▸ **Exercise task**: Nothing should be left out: output all of the entries exactly.

— Begin —

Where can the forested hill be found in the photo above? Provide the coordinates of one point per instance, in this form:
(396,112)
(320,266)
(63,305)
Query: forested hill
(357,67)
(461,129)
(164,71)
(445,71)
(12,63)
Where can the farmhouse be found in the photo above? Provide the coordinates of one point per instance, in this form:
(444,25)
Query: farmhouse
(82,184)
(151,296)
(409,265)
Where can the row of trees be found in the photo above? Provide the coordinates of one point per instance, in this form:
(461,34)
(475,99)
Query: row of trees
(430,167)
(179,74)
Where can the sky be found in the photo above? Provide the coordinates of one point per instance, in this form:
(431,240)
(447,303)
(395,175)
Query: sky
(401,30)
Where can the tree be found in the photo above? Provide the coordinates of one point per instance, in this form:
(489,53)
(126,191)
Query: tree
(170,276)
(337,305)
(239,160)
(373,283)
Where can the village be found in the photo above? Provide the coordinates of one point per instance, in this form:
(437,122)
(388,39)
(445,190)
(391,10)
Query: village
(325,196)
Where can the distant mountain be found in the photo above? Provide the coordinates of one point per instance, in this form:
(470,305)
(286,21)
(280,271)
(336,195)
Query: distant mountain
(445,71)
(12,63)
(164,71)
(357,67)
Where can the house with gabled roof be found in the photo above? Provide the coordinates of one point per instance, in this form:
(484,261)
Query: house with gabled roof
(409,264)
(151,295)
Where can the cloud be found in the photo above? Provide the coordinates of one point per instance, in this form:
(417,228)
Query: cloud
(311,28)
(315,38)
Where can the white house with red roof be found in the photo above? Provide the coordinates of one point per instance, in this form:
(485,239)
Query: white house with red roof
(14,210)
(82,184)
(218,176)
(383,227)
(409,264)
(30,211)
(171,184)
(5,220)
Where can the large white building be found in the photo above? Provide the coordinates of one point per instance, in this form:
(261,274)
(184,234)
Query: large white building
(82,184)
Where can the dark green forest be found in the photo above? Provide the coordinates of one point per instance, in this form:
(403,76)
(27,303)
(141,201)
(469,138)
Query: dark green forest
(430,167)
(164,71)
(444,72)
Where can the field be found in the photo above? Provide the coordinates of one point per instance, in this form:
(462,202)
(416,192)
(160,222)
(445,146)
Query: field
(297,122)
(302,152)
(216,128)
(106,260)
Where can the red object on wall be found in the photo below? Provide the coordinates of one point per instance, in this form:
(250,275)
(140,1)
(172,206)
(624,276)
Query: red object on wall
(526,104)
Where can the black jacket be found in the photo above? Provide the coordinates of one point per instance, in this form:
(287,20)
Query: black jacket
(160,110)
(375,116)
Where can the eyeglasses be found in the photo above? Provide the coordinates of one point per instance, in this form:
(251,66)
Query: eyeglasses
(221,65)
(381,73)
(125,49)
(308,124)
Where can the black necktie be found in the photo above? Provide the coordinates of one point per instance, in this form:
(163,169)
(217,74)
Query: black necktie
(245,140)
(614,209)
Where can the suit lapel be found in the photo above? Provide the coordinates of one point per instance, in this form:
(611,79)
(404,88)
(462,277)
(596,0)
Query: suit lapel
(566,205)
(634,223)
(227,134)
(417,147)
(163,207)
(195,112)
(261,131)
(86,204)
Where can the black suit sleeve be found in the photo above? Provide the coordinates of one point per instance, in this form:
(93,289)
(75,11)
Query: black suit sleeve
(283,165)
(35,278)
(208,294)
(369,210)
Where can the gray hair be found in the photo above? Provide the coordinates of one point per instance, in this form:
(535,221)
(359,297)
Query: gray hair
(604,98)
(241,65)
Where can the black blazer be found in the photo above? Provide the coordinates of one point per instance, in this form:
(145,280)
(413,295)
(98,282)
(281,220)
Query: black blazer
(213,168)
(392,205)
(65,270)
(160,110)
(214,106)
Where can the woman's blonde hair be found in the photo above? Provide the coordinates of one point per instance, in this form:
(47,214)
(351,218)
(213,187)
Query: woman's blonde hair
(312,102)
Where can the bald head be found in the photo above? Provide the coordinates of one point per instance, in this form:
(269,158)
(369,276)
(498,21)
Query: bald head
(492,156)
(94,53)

— End —

▸ **Result of the task**:
Where can the forested hill be found in the photo above? Provide the coordinates of one point per instance, in this form:
(396,112)
(320,266)
(63,305)
Query: forested hill
(357,67)
(461,129)
(164,71)
(445,71)
(12,63)
Where can the farmhouse be found in the photo above? Provide the coordinates of one point per instance, in this form:
(444,25)
Query: farmhouse
(82,184)
(151,296)
(409,265)
Where can the row of trees be found in the photo above? Provide the coordinates of one point per instance, in this form:
(461,34)
(475,99)
Query: row of trees
(430,167)
(179,74)
Where can the sky be found in the photo above? Provide the coordinates of one point per instance, in this form:
(431,240)
(447,303)
(395,175)
Query: sky
(401,30)
Where can the tree be found in the photo above? Provide the coordinates of one point per instance, in this form:
(489,53)
(126,191)
Query: tree
(170,276)
(337,305)
(239,160)
(373,283)
Where can the village be found in the photo above? Provide the coordinates of one point per instance, in this form:
(437,122)
(388,39)
(445,190)
(391,10)
Query: village
(325,196)
Where can the distant mountain be found in the photo above? Provide the coordinates of one point per instance, in this form:
(470,305)
(286,21)
(280,271)
(336,195)
Query: distant mountain
(445,71)
(12,63)
(164,71)
(357,67)
Where can the house with gabled roof be found in the photo above? Provide the coordinates of one point per instance, in this form:
(484,261)
Query: house with gabled roof
(409,264)
(151,295)
Where can the cloud be found in the photo above? Provide the coordinates of one point per instance, in this form:
(417,228)
Query: cloud
(311,28)
(315,38)
Where can the white house with red roof be found in the photo above? Provide the coordinates of one point per instance, in this form:
(485,239)
Query: white house with red roof
(14,210)
(82,184)
(218,176)
(383,227)
(409,264)
(30,211)
(171,184)
(5,220)
Where can the large white building be found in the photo above? Provide the coordinates of one point per instance, in this form:
(261,274)
(184,234)
Query: large white building
(82,184)
Where can the dark green forest be found in the photo above? Provide the coordinates of one point per instance, in this form:
(403,76)
(27,303)
(141,201)
(469,138)
Query: dark green forest
(430,167)
(164,71)
(444,72)
Where can the field be found in the photo above? Provide the coordinates of one point per instance, in this form:
(462,202)
(416,192)
(160,222)
(445,146)
Query: field
(297,122)
(302,152)
(216,128)
(106,260)
Where can the red object on wall be found in the photo below? Provide the coordinates of one point per instance, in this form:
(250,275)
(140,1)
(172,206)
(624,276)
Query: red object on wall
(526,104)
Where can the black jacket be found in the photo above? Provide the coordinates of one point per instance, in this form:
(287,20)
Query: black jacket
(160,110)
(375,116)
Where can the eyeglasses be found in the photo above? Provide the coordinates of one point per instance, in this form:
(251,66)
Query: eyeglasses
(221,65)
(381,73)
(125,49)
(308,124)
Where can the black necktie be found in the photo above? Provide the coordinates of one point per instance, in this form:
(163,169)
(217,74)
Query: black necktie
(245,140)
(614,209)
Where can the suit lapel be found in the photo above? Provide the coordinates of one point per instance, in this form:
(611,79)
(404,88)
(462,277)
(596,0)
Query: suit lapel
(566,205)
(634,223)
(227,134)
(417,147)
(163,207)
(195,112)
(261,131)
(86,204)
Where can the black suit sleeve be found in the photo above? Provide the coordinates of one point per instance, in this form:
(93,289)
(75,11)
Query: black suit sleeve
(283,165)
(35,278)
(208,294)
(369,210)
Where can the gray hair be found in the photo above? Provide the coordinates of one point per instance, in this form:
(535,221)
(359,297)
Query: gray hair
(604,98)
(241,65)
Where can the black blazer be found in the photo above? Provide the coordinates of one point per instance, in this form:
(145,280)
(413,295)
(98,282)
(281,220)
Query: black blazer
(213,168)
(392,205)
(65,270)
(160,110)
(214,106)
Where can the woman's blonde hair be found in the photo above? Provide the coordinates of one point per instance, in this form:
(47,214)
(351,218)
(213,187)
Query: woman's blonde hair
(312,102)
Where can the bald head be found in the photo above? Provide the coordinates of one point per instance, in this form:
(269,158)
(369,276)
(498,21)
Query: bald head
(492,156)
(94,53)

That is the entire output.